_Work to complete_. Your copy of the data should match it exactly, leaving out only the pictures.

* * * * * * * * *

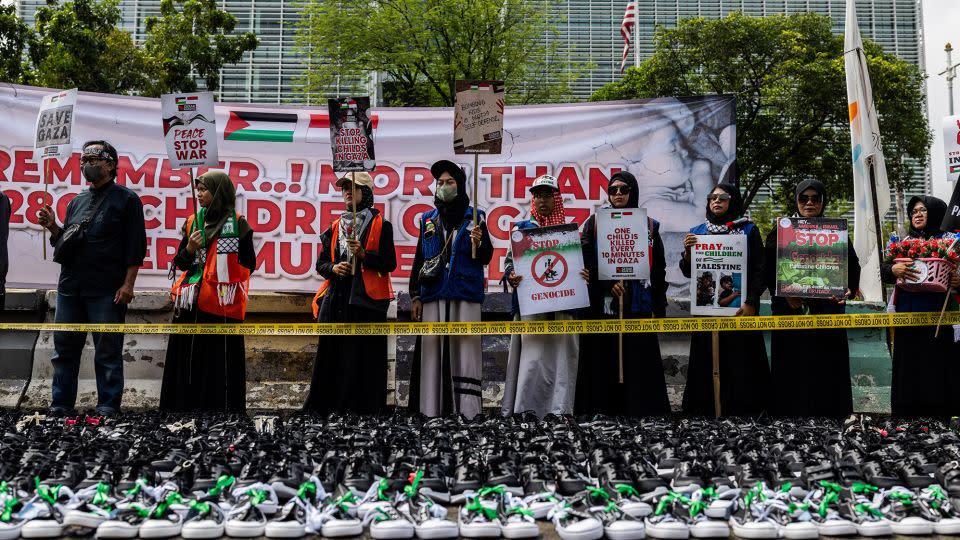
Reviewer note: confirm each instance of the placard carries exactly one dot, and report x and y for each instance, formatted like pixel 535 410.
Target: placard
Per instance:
pixel 53 135
pixel 951 147
pixel 351 134
pixel 718 277
pixel 190 129
pixel 623 243
pixel 478 117
pixel 550 260
pixel 812 257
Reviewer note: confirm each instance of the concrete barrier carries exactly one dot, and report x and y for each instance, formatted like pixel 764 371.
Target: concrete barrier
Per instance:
pixel 279 368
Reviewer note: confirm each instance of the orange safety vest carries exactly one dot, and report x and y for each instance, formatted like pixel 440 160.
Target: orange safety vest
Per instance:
pixel 377 284
pixel 216 297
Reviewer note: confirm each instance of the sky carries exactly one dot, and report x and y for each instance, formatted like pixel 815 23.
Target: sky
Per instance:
pixel 941 22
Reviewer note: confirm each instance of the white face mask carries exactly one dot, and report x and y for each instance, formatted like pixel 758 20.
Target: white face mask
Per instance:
pixel 447 192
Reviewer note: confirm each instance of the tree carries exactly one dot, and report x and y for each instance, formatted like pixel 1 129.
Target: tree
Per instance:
pixel 79 45
pixel 787 74
pixel 423 46
pixel 15 37
pixel 191 42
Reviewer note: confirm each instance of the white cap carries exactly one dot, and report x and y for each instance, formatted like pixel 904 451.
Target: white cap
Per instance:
pixel 545 181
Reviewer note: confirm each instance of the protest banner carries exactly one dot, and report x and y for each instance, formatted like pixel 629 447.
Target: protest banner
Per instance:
pixel 550 260
pixel 351 134
pixel 812 257
pixel 286 188
pixel 951 147
pixel 478 117
pixel 718 274
pixel 54 127
pixel 190 129
pixel 623 243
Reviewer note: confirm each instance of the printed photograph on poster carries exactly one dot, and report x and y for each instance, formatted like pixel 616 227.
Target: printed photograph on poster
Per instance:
pixel 190 129
pixel 623 244
pixel 951 147
pixel 718 277
pixel 54 129
pixel 550 260
pixel 478 117
pixel 351 134
pixel 812 257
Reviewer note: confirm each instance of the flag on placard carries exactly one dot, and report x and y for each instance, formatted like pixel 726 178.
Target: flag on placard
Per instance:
pixel 626 31
pixel 260 126
pixel 865 143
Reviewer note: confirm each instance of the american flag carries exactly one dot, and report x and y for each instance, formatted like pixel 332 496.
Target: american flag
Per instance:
pixel 626 30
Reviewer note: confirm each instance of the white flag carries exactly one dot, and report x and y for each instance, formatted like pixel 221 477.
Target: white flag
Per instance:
pixel 865 142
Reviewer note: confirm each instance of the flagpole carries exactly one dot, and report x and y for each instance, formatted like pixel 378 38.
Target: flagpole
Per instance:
pixel 871 162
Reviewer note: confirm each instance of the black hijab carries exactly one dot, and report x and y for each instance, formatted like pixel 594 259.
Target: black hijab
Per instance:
pixel 453 212
pixel 936 209
pixel 815 185
pixel 734 211
pixel 633 200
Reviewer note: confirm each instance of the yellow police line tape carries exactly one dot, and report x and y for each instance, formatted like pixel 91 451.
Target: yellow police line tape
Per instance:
pixel 605 326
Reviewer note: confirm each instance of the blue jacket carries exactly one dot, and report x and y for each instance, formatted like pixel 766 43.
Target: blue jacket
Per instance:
pixel 463 279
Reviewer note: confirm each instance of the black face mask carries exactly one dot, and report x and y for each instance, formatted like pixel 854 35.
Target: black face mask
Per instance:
pixel 92 173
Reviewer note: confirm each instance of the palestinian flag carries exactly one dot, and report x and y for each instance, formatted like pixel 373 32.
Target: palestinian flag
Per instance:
pixel 260 126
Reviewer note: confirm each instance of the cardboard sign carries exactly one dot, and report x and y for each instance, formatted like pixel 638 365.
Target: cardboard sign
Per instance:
pixel 812 257
pixel 550 260
pixel 351 134
pixel 54 130
pixel 623 243
pixel 190 129
pixel 478 117
pixel 951 146
pixel 718 274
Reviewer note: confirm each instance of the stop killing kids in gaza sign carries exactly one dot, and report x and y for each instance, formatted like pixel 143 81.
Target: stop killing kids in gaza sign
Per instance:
pixel 550 261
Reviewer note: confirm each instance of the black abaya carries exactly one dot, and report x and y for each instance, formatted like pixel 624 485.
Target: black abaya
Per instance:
pixel 350 373
pixel 744 371
pixel 205 372
pixel 810 369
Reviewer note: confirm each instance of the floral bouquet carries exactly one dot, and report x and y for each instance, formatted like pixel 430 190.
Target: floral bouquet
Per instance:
pixel 935 259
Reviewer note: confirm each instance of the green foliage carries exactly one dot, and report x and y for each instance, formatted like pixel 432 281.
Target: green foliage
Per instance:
pixel 423 46
pixel 15 37
pixel 191 42
pixel 79 45
pixel 787 73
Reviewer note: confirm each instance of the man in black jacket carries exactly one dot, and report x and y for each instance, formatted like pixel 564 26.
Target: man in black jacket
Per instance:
pixel 96 283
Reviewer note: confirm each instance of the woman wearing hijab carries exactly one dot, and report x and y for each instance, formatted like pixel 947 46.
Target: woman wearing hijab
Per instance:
pixel 447 370
pixel 644 389
pixel 216 255
pixel 744 372
pixel 541 369
pixel 810 368
pixel 350 372
pixel 925 372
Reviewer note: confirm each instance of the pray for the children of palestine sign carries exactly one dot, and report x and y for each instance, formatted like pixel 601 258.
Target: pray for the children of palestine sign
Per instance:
pixel 550 260
pixel 478 117
pixel 54 130
pixel 351 134
pixel 812 257
pixel 718 274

* * * * * * * * *

_Task answer_.
Reviewer note: confirm each instance of the placard carries exactly one dot, and report x and y for each instance, formatted like pixel 535 410.
Target: placard
Per instance:
pixel 53 135
pixel 951 147
pixel 351 134
pixel 718 277
pixel 190 129
pixel 623 243
pixel 478 117
pixel 550 260
pixel 812 257
Reviewer note: confirm each instance of the concrete barrier carries exactly one dot, and report x and y for each instance, formatted like pixel 764 371.
Target: concrete barrier
Per instance:
pixel 279 368
Reviewer note: confirm each instance of the orange safety vest carries exactly one dot, and report x and y for each instance, formatted like pixel 440 160.
Target: orange safety vest
Per instance:
pixel 377 284
pixel 216 297
Reviewer note: confirm each instance of the sky carries exactly one dot, and report x and y for each instance, formatted like pixel 815 23.
Target: sky
Per instance:
pixel 941 22
Reviewer note: confirm each instance of the white face mask carries exactly one dot, and report x and y for each instance, formatted like pixel 758 20.
Target: white face mask
Per instance:
pixel 447 192
Reviewer note: confirm each instance of the tree carries exactly one dot, and report x and y for each instance, formatted like pixel 1 129.
Target: tree
Per instance:
pixel 79 45
pixel 787 74
pixel 423 46
pixel 15 37
pixel 191 42
Reviewer note: confirm each instance of the white cap carries exactly one dot, and report x and y for each instance, formatted like pixel 904 451.
Target: white cap
Per instance:
pixel 545 181
Reviewer note: confirm each instance of the protest banner carries exactly one dot, and report x and y for each instance, formatted like pixel 629 447.
Target: protest banner
Per instance:
pixel 550 260
pixel 351 134
pixel 812 257
pixel 286 188
pixel 951 147
pixel 478 117
pixel 718 274
pixel 54 127
pixel 190 129
pixel 623 243
Reviewer note: confirm each instance of the printed photograph on poster carries exactly one dot, and report x and y for each instance, formatted like pixel 616 227.
Target: printed photograph on poster
Per instance:
pixel 190 129
pixel 623 244
pixel 951 147
pixel 718 277
pixel 54 129
pixel 550 260
pixel 478 117
pixel 351 134
pixel 812 257
Reviewer note: confirm each instance of the flag on placard carries exactly one dot, and report x and y for each instance, formatted like pixel 726 178.
Target: flag on placard
Per instance:
pixel 626 31
pixel 260 126
pixel 865 143
Reviewer note: confirm each instance of the american flag carries exactly one dot, and report x and y for each instance, formatted like pixel 332 496.
Target: american flag
Per instance:
pixel 626 30
Reviewer note: confirm each instance of the white flag carries exactly one dot, and report x and y for each instance, formatted like pixel 221 477.
Target: white flag
Per instance:
pixel 865 142
Reviewer note: confirm each instance of the flagpole carries exactly one dot, and report x and y for each instance, formatted like pixel 378 38.
Target: flagpole
Per instance:
pixel 871 162
Reviewer note: confirm each instance of the black hijab carries exactly one dot, and report x and y for each instance, formatted like pixel 594 259.
Target: black hijab
Per instance:
pixel 453 212
pixel 936 209
pixel 815 185
pixel 734 211
pixel 633 200
Reviewer note: confirm each instance of the yellow police line tape carries exactly one dot, and report x and y for each instance, formatted like pixel 91 451.
Target: yellow police line tape
Per instance:
pixel 605 326
Reviewer note: confirm each instance of the blue jacket carries exactly one dot, and report x and y for each instance, formatted like pixel 766 43.
Target: blue jacket
Per instance:
pixel 463 279
Reviewer note: confirm each instance of the black face mask carries exactly one dot, and report x and y for each instance, formatted like pixel 854 35.
Target: black face mask
Per instance:
pixel 92 173
Reviewer note: confirm each instance of the palestinian flag carries exactly one dot, and report x and y for each instance, formatted like pixel 373 32.
Target: palestinian flag
Per instance:
pixel 260 126
Reviewer note: confirm each instance of the cardboard sign carries exactly one dot, and report x and y for each instance, formatted like pixel 638 365.
Target: cardboard sign
Per instance:
pixel 812 257
pixel 550 260
pixel 351 134
pixel 54 130
pixel 623 243
pixel 190 129
pixel 478 117
pixel 951 146
pixel 718 274
Reviewer note: confirm each instance of the stop killing kids in gaza sign carries exactly one dot, and report x and y for each instance, formatted like pixel 143 81.
Target: stop killing kids in gaza sign
Per instance:
pixel 550 261
Reviewer note: confirm each instance of the black abaya carries exactly one dot, and report x and y for each instance, formatted like pixel 624 485.
Target: black abaya
Per instance:
pixel 350 373
pixel 744 371
pixel 205 372
pixel 810 369
Reviewer note: confirm each instance of the floral bouquet carries exactly one dot, and report x and y for each instance, formatted like pixel 430 190.
Target: floral bouquet
Per instance:
pixel 935 259
Reviewer note: confirm each instance of the green foliage carries exactly one dot, and report x and y for each instance, formatted like pixel 432 281.
Target: green foliage
Per instance:
pixel 423 46
pixel 15 37
pixel 191 42
pixel 79 45
pixel 787 73
Reviewer note: confirm each instance of the man in black jacket carries exactly one dot, and report x and y for each instance, formatted like pixel 564 26.
Target: man in black jacket
Per instance:
pixel 96 283
Reviewer note: confirm each instance of the woman wearing hijab carries exactly one dot, and report x and y for each instance, formatted like pixel 947 46.
Target: woman wearing hijab
Per instance:
pixel 447 370
pixel 644 389
pixel 216 255
pixel 744 372
pixel 541 369
pixel 810 368
pixel 350 372
pixel 925 372
Reviewer note: confirm each instance of the pray for the children of palestine sign carries exactly one dot, and report x and y for each instance, formatted like pixel 601 258.
Target: pray for the children of palestine sign
Per instance:
pixel 550 260
pixel 478 117
pixel 54 130
pixel 351 134
pixel 812 257
pixel 718 274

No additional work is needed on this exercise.